--- SUPPLIED MATERIAL ---
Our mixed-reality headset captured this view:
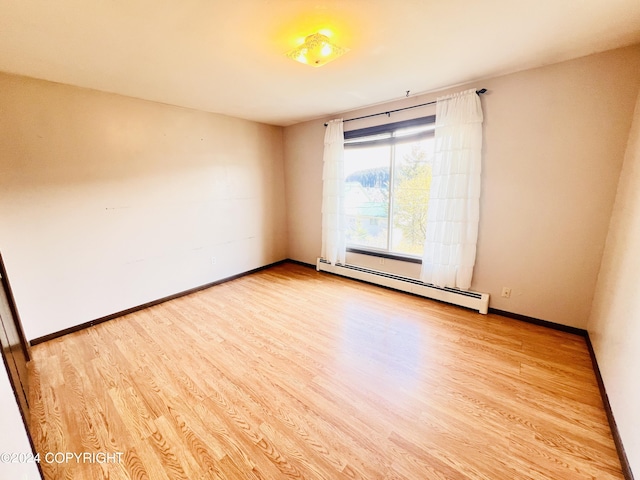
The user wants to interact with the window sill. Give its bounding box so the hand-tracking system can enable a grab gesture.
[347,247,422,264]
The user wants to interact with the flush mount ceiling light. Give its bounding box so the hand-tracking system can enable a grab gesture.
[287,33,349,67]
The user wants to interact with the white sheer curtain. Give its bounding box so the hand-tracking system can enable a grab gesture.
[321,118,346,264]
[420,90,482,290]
---
--- SUPPLIED MATERIAL ---
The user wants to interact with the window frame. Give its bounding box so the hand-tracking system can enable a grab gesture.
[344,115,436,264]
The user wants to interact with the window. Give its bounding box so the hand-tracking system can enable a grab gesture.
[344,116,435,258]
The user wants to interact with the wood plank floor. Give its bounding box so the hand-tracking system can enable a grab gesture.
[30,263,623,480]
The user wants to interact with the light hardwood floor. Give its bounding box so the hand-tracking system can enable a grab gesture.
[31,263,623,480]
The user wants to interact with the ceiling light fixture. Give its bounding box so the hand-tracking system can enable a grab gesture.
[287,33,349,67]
---
--- SUPPLIED MATERIAL ---
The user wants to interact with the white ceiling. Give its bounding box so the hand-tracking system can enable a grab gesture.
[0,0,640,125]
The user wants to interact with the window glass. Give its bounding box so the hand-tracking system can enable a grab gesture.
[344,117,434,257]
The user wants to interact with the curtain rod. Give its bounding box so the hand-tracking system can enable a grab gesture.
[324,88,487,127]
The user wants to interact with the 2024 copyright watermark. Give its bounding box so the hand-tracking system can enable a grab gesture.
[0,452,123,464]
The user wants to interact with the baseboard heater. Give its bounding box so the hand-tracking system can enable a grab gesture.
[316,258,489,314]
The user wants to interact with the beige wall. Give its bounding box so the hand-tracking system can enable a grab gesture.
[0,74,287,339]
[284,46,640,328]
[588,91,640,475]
---
WORK REQUIRED: Rewrite the data in the stretch from the line containing "Our mixed-reality headset" through the line containing "[420,90,482,290]", with "grab gesture" changed to "pinch gesture" and nothing else altered. Output only those lines, and leave out the picture.

FINISHED EXERCISE:
Our mixed-reality headset captured this view:
The user wants to interact with the window sill. Give its bounding box so the hand-tracking system can enable a pinch gesture.
[347,247,422,264]
The user wants to interact with the flush mount ceiling light. Give its bounding box so the hand-tracking system can enable a pinch gesture.
[287,33,349,67]
The user wants to interact with the white sheer curtain. Give its bounding box so the hand-tracking system can enable a pinch gesture.
[321,118,346,264]
[420,90,482,290]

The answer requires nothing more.